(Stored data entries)
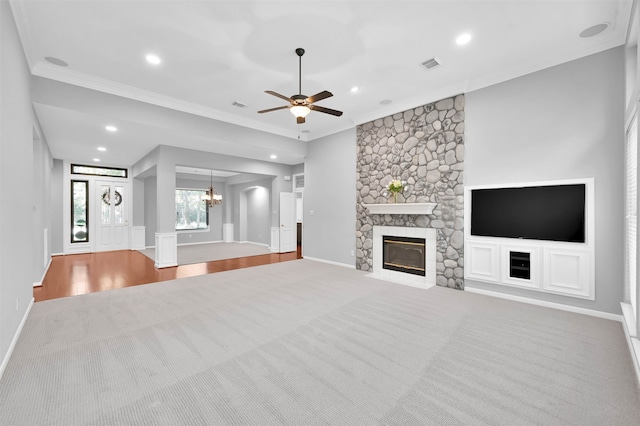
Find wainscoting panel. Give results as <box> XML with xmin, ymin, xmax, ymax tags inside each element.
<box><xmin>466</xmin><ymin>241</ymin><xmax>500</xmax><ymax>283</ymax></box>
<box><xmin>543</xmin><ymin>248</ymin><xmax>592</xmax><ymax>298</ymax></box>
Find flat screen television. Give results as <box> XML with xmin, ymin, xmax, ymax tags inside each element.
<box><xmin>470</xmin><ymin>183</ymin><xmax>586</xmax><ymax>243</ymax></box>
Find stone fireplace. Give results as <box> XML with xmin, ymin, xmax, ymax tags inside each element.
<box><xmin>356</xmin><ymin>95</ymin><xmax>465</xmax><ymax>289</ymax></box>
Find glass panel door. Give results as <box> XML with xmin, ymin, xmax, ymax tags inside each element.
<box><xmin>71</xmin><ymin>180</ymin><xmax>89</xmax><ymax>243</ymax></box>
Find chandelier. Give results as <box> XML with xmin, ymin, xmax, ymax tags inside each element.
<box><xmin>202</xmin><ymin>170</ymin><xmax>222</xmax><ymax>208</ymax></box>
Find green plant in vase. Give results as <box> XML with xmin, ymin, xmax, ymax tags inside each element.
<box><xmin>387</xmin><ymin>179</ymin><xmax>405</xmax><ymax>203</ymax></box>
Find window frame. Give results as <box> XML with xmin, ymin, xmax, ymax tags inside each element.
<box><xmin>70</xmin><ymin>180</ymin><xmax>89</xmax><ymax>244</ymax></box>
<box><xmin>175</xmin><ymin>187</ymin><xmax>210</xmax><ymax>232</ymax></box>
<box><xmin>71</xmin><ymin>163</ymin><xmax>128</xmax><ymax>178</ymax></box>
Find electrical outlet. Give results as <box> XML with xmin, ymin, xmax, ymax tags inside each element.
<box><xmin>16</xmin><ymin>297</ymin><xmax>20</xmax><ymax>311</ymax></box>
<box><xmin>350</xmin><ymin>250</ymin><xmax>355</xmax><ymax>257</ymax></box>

◆ ABOUT THIS EXERCISE
All of the records above are to be copied exactly, minus the pictures.

◆ ANSWER SECTION
Find wainscoting panel. Give results as <box> XML with xmin, ymin, xmax, ymax tags inside each element.
<box><xmin>466</xmin><ymin>241</ymin><xmax>500</xmax><ymax>283</ymax></box>
<box><xmin>543</xmin><ymin>248</ymin><xmax>592</xmax><ymax>298</ymax></box>
Find flat screen television. Give results as <box> XML with xmin, ymin, xmax, ymax tags inside each element.
<box><xmin>470</xmin><ymin>183</ymin><xmax>586</xmax><ymax>243</ymax></box>
Find stone fireplace. Give results as <box> XML with xmin, ymin, xmax, ymax tags inside each element.
<box><xmin>356</xmin><ymin>95</ymin><xmax>465</xmax><ymax>289</ymax></box>
Find glass panel door. Give results as <box> XML with xmin, ymin, xmax, ymax tags inside each element.
<box><xmin>71</xmin><ymin>180</ymin><xmax>89</xmax><ymax>243</ymax></box>
Find chandelier. Give results as <box> XML with xmin, ymin, xmax, ymax tags inside each element.
<box><xmin>202</xmin><ymin>170</ymin><xmax>222</xmax><ymax>208</ymax></box>
Find green plant in vase. Give results as <box> XML with xmin, ymin, xmax, ymax tags inside each element.
<box><xmin>387</xmin><ymin>179</ymin><xmax>405</xmax><ymax>203</ymax></box>
Find window frame. Give results as <box> XML with xmin, ymin, xmax, ymax tags inside each element.
<box><xmin>70</xmin><ymin>180</ymin><xmax>89</xmax><ymax>244</ymax></box>
<box><xmin>175</xmin><ymin>187</ymin><xmax>210</xmax><ymax>232</ymax></box>
<box><xmin>71</xmin><ymin>163</ymin><xmax>128</xmax><ymax>178</ymax></box>
Find electrical outlet. Give results as <box> XML with xmin, ymin, xmax, ymax tags inside each element.
<box><xmin>16</xmin><ymin>297</ymin><xmax>20</xmax><ymax>311</ymax></box>
<box><xmin>350</xmin><ymin>250</ymin><xmax>355</xmax><ymax>257</ymax></box>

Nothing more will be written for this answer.